This statement is from a recent article posted to the ACLU website. The lack of video documentation in the Ferguson shooting has sparked a call (most recently from the White House) for cameras to be a standard requirement for law enforcement in vehicles and on the officers’ bodies. A recent U.S. Department of Justice sponsored report “Implementing a Body Worn Camera Program: Recommendations and Lessons Learned” describes the benefits and challenges of body worn cameras. The report includes specific recommendations for implementation, balancing law enforcement, community, and privacy concerns. An introductory comment in the report observes that “A police department that deploys body-worn cameras is making a statement that it believes the actions of its officers are a matter of public record…” It’s clear that the call for video documentation of police/citizen interactions is very much about transparency, and that the expectation is that videos will be available to the public. As North Carolina cities and counties prepare to respond to the call for transparency, it’s important to consider the limitations that North Carolina law imposes on the release of these types of records.

• **To-do list**
(a) In the passage on police body cameras, what is the title of the report sponsored by the U.S. Department of Justice?
(b) Carry the passage on police body cameras forward from its final sentence.

• **Entries on locating named items**
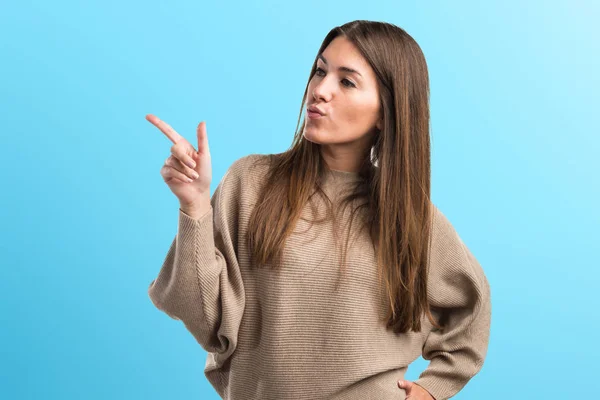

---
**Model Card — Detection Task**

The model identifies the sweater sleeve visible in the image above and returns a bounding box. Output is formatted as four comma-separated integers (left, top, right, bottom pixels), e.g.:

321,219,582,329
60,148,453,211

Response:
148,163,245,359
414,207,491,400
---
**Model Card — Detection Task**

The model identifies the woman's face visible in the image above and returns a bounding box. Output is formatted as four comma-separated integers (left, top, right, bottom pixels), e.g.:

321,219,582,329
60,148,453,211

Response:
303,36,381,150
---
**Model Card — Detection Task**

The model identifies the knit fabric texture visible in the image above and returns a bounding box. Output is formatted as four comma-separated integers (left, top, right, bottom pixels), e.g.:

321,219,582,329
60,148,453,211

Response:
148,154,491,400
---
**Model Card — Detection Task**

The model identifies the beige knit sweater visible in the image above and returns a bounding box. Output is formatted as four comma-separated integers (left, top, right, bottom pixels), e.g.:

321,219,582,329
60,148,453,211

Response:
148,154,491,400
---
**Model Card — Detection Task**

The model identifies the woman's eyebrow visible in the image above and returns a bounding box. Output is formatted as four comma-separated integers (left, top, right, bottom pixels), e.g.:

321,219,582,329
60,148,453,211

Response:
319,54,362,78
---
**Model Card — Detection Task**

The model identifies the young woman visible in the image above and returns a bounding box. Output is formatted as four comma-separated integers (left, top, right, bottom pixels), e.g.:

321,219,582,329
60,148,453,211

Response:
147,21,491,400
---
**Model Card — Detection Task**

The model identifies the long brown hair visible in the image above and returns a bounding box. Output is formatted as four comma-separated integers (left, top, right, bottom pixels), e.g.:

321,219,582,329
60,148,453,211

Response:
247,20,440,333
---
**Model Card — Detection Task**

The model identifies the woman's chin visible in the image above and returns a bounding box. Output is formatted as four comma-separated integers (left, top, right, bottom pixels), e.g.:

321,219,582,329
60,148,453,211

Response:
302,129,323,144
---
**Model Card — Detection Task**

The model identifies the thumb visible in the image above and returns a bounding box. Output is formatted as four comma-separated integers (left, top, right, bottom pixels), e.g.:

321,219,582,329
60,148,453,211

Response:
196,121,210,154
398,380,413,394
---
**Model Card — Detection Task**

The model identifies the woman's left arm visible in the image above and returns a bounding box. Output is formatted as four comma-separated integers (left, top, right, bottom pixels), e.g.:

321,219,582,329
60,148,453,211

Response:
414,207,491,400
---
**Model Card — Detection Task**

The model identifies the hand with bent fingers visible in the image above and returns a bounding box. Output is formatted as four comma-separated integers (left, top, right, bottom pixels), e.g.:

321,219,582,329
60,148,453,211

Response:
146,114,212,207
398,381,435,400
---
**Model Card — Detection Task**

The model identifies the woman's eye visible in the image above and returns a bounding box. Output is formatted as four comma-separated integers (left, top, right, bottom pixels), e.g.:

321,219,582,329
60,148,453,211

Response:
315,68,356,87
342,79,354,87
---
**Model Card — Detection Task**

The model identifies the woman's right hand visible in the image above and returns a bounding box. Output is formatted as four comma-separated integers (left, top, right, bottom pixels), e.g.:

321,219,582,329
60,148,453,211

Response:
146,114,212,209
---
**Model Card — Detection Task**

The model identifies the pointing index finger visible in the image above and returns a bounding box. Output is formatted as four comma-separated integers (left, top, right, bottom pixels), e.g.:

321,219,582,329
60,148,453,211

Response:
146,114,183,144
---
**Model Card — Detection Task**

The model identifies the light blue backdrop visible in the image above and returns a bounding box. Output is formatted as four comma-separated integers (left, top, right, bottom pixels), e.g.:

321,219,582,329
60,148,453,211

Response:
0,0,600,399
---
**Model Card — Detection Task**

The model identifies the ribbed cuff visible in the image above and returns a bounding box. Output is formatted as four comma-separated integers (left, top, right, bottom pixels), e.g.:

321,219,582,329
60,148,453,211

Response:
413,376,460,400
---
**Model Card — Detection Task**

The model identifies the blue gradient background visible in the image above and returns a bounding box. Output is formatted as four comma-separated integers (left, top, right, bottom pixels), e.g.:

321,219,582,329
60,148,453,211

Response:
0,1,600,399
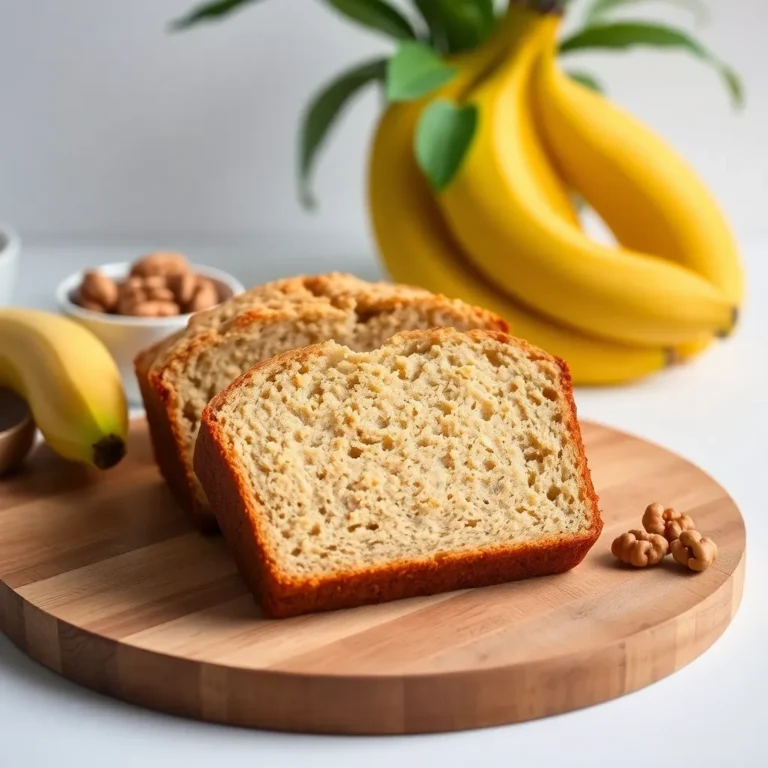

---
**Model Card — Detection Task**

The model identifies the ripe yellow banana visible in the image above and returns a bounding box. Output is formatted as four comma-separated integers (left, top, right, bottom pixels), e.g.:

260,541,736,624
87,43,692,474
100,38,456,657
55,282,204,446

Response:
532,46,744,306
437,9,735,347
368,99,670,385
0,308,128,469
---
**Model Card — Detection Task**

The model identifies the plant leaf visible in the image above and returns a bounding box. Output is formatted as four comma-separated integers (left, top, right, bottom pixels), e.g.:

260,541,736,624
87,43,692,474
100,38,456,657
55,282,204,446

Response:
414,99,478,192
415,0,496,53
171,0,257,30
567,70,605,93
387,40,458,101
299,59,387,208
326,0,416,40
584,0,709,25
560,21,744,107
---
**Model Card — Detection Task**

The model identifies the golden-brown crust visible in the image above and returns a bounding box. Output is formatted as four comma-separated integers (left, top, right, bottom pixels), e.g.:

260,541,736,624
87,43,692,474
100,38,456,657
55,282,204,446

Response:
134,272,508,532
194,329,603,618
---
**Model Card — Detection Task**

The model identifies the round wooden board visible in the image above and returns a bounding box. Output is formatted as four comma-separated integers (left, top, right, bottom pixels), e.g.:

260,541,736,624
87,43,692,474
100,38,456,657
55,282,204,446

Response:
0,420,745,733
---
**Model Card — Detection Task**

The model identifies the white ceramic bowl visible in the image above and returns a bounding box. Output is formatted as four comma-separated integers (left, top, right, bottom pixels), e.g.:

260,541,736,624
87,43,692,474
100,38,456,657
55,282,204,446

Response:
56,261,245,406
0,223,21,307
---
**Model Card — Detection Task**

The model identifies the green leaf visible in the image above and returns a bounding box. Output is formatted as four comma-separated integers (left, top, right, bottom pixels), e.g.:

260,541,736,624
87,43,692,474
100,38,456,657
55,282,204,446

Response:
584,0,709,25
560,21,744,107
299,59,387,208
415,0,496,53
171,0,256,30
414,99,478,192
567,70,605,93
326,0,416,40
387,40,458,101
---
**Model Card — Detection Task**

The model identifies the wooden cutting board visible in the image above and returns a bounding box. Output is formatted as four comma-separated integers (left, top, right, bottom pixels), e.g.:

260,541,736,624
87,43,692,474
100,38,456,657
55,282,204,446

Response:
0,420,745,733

• **Answers below**
(a) "Implementing a Body Worn Camera Program: Recommendations and Lessons Learned"

(b)
State public records laws determine what access law enforcement agencies may or must provide to vehicle or body camera videos. Two provisions in North Carolina’s public records law control the release of law enforcement video records. First, the public records law allows, but does not require, law enforcement agencies to withhold most law enforcement records from the public. Second, records gathered by a city or county regarding its employees are confidential. A law enforcement video record will likely fall under at least one and possibly both of these provisions.

Video data as a type of public record.

North Carolina’s public records law clearly applies to video and audio recordings, whether tape and digital. The definitions in G.S. 132-1 and 121-2(8) include films, sound recordings and magnetic or other tapes, as well as “any other documentary material, regardless of physical form or characteristics” made or received in connection with the transaction of public business. Like paper or email, video and audio are types of media on which many different categories of information may be stored. It is the purpose and content of the record, not the media type, that determines whether a particular record is subject to public access. In the case of a video recording, it’s possible that different parts of a single video may be subject to different levels of public access, depending on their content.

Video records under the law enforcement records exception.

Under G.S. 132-1.4, criminal investigation and intelligence records are not public records. This means that the public has no general right of access to these records, but law enforcement agencies are not prohibited from releasing them. G.S. 132-1.4(c) contains a list of information that must be provided to the public, but otherwise, criminal investigation and intelligence records may be released or withheld in the law enforcement agency’s discretion.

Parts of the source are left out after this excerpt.